● Reading text
::::

The rise time and decay time of electric current are limited by aluminum
phase boundary resistance, the resistance of liquid, the distance between
the aluminum plate and electrode, the form of electrode, the cell
structure around the edge of electrode (the structure of partition wall),
and the like. Therefore, it is necessary to examine in the stage of
apparatus design so that these times are entered in the above range.
Particularly, the electric potential distribution of the aluminum plate
opposite to the electrode can sharply rise and decay by projecting the
edge portion of the electrode.
The aqueous neutral salt solutions applicable to the invention are, for
example, disclosed in GB 1532303. Suitable neutral salts are alkali metal
halides and alkali metal nitrates, and sodium chloride and sodium nitrate,
particularly sodium nitrate, are preferred. A suitable pH of the neutral
salt solution is 5 to 9, and pH of 6 to 9 is preferable, because most of
aluminum ions dissolved out are precipitated in the form of aluminum
hydroxide or aluminum oxide hydrate. Moreover, the neutral salt solution
is consumed little other than the amount taken out adhered to the aluminum
plate. The aluminum precipitate can be removed from the neutral salt
solution continuously by filtration or centrifugation. As a result, the
cost required for the waste liquid treatment can be reduced. However, when
the neutral salt solution having a pH in the above range is used, the pH
around the aluminum plate and around the interface of electrode may vary
outside of the range of pH 5 to 9. A suitable concentration of the neutral
salt is 1 to 40, and a preferable liquid temperature is 35.degree. to
75.degree. C.
As the cathode opposite to the aluminum plate, carbon, stainless steel or
the like can be used. A large cathode can be made by arranging separate
pieces in a row at intervals of 1 to 5 mm or interposing insulator pieces,
such as those made of polyvinyl chloride, 1 to 5 mm in thickness.
The aluminum plate is made of pure aluminum or aluminum alloy.
The aluminum plate is preferably treated with slight etching and any smut
(composed primarily of aluminum hydroxide) is removed by dipping in sodium
hydroxide, sulfuric acid, nitric acid or the like, electrolytic cleaning
in an aqueous neutral salt solution, or the like, before or after the
electrolytic roughing is conducted in the aqueous neutral salt solution.

::::

● Supplied data
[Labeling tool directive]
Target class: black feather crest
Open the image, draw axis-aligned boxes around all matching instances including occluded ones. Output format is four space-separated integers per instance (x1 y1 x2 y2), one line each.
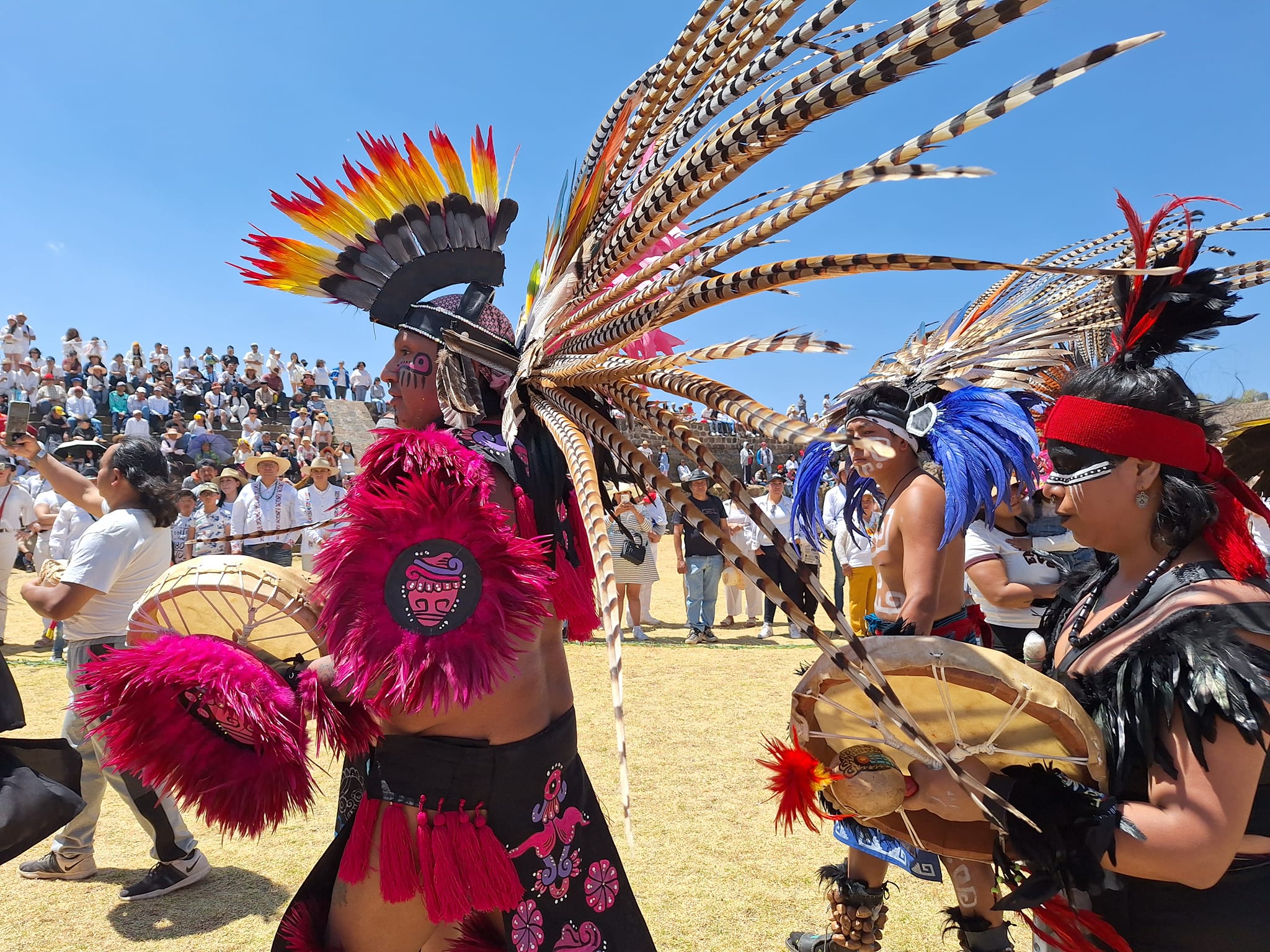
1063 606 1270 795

::::

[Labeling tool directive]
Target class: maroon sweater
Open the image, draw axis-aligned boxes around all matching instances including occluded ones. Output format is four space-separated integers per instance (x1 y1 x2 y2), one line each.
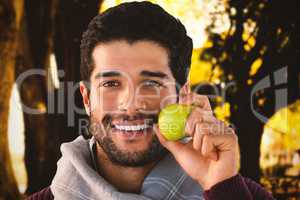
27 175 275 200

::::

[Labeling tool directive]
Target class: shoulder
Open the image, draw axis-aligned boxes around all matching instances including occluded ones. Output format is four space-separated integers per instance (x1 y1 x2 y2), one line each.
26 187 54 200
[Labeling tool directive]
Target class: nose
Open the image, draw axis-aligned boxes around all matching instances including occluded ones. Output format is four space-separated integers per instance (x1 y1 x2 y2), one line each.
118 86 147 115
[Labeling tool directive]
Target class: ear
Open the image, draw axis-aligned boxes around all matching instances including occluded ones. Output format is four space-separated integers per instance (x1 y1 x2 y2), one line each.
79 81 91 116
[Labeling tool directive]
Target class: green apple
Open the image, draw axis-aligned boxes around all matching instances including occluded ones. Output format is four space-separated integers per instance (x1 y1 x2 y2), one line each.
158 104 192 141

::::

● To-do list
1 - In the text on electrolytic roughing of aluminum plate, repeat word for word the passage from "The aluminum plate is made" to "neutral salt solution.".
2 - Using the text on electrolytic roughing of aluminum plate, answer yes or no to each statement and quote the words of the text that decide it. (a) Sodium nitrate is the preferred neutral salt. (b) Carbon or stainless steel can serve as the cathode opposite the aluminum plate. (c) The aluminum precipitate can be removed from the neutral salt solution only by filtration.
The lines come from a separate source.

● Answers to the tasks
1 -
The aluminum plate is made of pure aluminum or aluminum alloy.
The aluminum plate is preferably treated with slight etching and any smut
(composed primarily of aluminum hydroxide) is removed by dipping in sodium
hydroxide, sulfuric acid, nitric acid or the like, electrolytic cleaning
in an aqueous neutral salt solution, or the like, before or after the
electrolytic roughing is conducted in the aqueous neutral salt solution.

2 -
(a) Yes: "particularly sodium nitrate, are preferred"
(b) Yes: "carbon, stainless steel or the like can be used"
(c) No: "continuously by filtration or centrifugation"